The difference between the maximum and minimum
effect gives some measure of the fracture intensity. This same process
can be applied in a number of data volumes where the change in Vp or Vs
as a function of azimuth is measured by the change in stacking
velocities (azimuthal NMO) or the change in reflection coefficients (azimuthal
AVO).
A critical feature of recently processed AVAZ
and ANMO data volumes has been that the dominant fracture orientation
can change dramatically over short distances. Recent work on a project
sponsored by the U.S. Department of Energy (www.fracturedreservoirs.com)
shows that these changes are not only possible, but also highly likely
in a Rocky Mountain compressional setting where the stress field is
complex.
The Circle Ridge Field, in Wyoming’s Wind
River Reservation, Wind River Basin (Figure 2), was characterized
through a combination of 2-D cross-sections and 3-D structural
reconstructions based on well and surface data , and fracture data from
surface outcrops and subsurface image logs. The fracture and structural
data were supplemented with data from several transient well tests, a
bromide tracer test and a nitrogen injection test.
The structure is primarily determined by NE-SW
compression, which caused the formation of a series of imbricate fault
blocks along the Red Gully Fault, including several imbricates to the
north (Figure 3). The entire structure has been characterized as a
fault-breached, fault-propagation fold. Development of the structure is
likely to have produced the fracturing within the reservoir units.
Fracture development was predicted using strain calculated through a 3-D palinspastic reconstruction of the field.
Figure 4 shows differences in extensional
strain magnitude and orientation throughout a block of the Tensleep
Formation in the hanging wall of the field’s Red Gully Fault. The
contours and line lengths represent the magnitude of the maximum
extensional strain due to the initial folding of the reservoir
formations. The figure’s red lines represent the strike orientation of
extensional fractures that would develop perpendicular to the local
direction of maximum extensional strain. The red lines also show the
dominant set; it is likely that a secondary joint set perpendicular to
the set shown might also develop.
Ninety-degree changes in dominant fracture
orientation across fracture fairways seen in Figure 4 are consistent
with orientation patterns predicted by AVAZ data in nearby reservoirs.
These orientation variations arise due to inhomogeneities in the stress
field and the resulting fracture networks are consistent with well image
log and tracer data .
Similar changes in fracture orientation occur
in nearby outcrop at a much smaller scale (Figure 5). The black
fractures occur only on the left portion of the outcrop, nowhere else.

========

## EXERCISES TO COMPLETE:
a. According to the passage on fracture orientation, what type of compression primarily determines the structure of the Circle Ridge Field?
b. From the passage on fracture orientation, extract the part that opens with the words containing "The Circle Ridge" and closes with "the reservoir units.".
c. Write what comes next in the passage on fracture orientation in the Circle Ridge Field, picking up after its final sentence.

## MATERIAL:
========

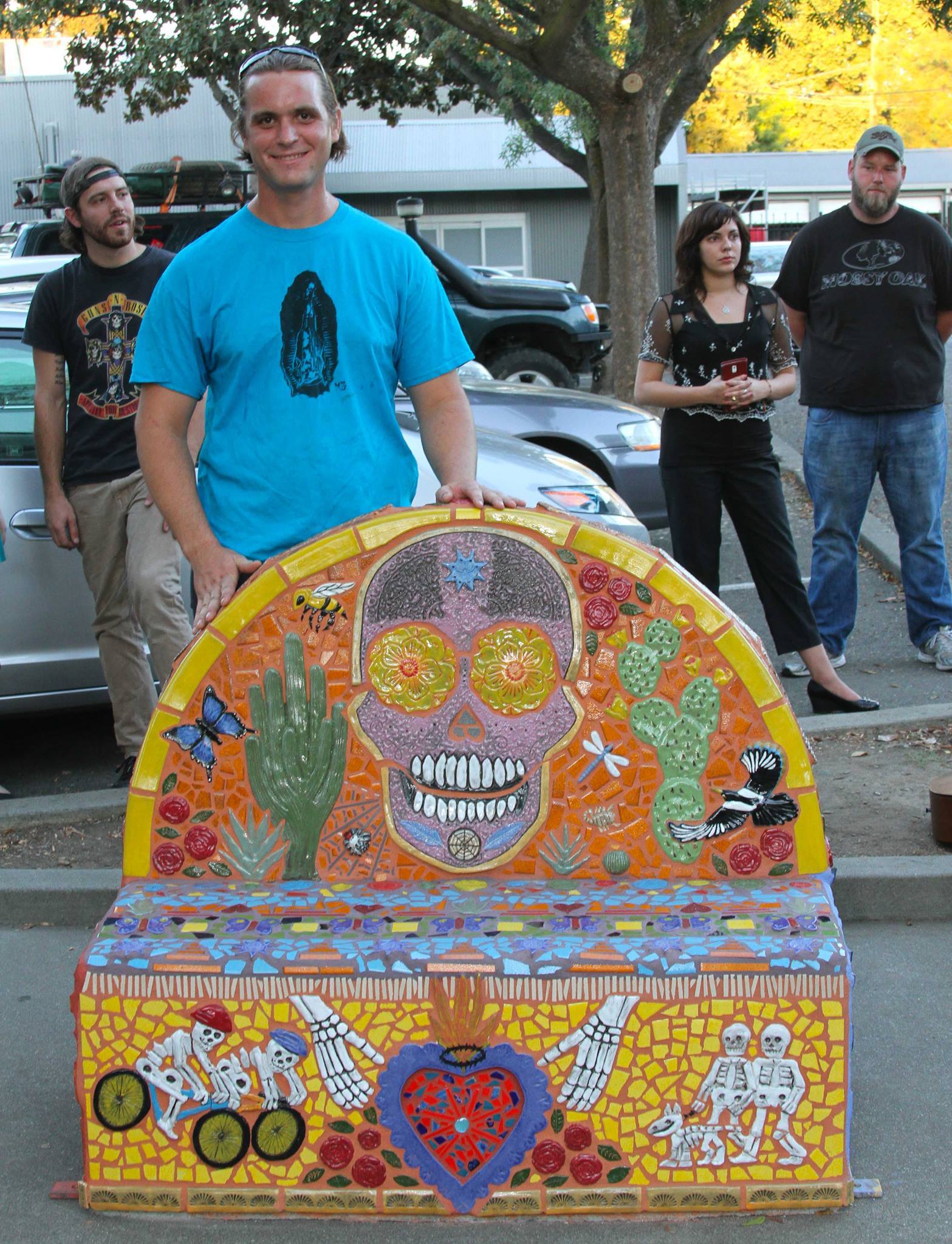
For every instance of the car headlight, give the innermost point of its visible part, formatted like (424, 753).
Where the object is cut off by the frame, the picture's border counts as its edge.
(585, 499)
(641, 434)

========

## THE REPLIES:
a. NE-SW compression.

b.
The Circle Ridge Field, in Wyoming’s Wind
River Reservation, Wind River Basin (Figure 2), was characterized
through a combination of 2-D cross-sections and 3-D structural
reconstructions based on well and surface data , and fracture data from
surface outcrops and subsurface image logs. The fracture and structural
data were supplemented with data from several transient well tests, a
bromide tracer test and a nitrogen injection test.
The structure is primarily determined by NE-SW
compression, which caused the formation of a series of imbricate fault
blocks along the Red Gully Fault, including several imbricates to the
north (Figure 3). The entire structure has been characterized as a
fault-breached, fault-propagation fold. Development of the structure is
likely to have produced the fracturing within the reservoir units.

c.
Red fractures dominate over blue fractures in the left portion, while
blue fracture intensity increases markedly on the right hand side.
Since seismic anisotropy can be influenced by
the presence of natural fractures – and that a high degree of
variability in fracture orientation and intensity is to be expected in a
Rocky Mountain compressional setting – interpretation of seismic data
requires a sound link with knowledge of the fracture geology in a
region.
The determination of fracture azimuth and
intensity is usually based on the assumption that there is a single
dominant fracture orientation, typically vertical. Frequently, fractures
occur in several sets with cross-cutting orientations (Figure 6), and
generally multiple sets are necessary in order to get well-connected
plumbing for long-term productivity in the absence of high matrix
permeability.
A number of attributes can be extracted from
the seismic data . They can be grouped into two major categories:
Orientation attributes such as the fast P or S
wave velocity azimuth were initially interpreted as the dominant
fracture orientation. In the case of multiple fracture sets, the
seismically sampled orientation is a function of the relative intensity
of each fracture set. The net effect of multiple sets appears to be an
average azimuth weighted toward the dominant set, although some data
appear to show the seismic azimuth switching from one set orientation to
another with no intermediate orientations apparent. For example, in an
area characterized by a single dominant regional fracture trend
orientation, any additional second fracture set may cause the attribute
to appear to rotate away from regional trend, although there is no
actual rotation of either of the fracture set orientations.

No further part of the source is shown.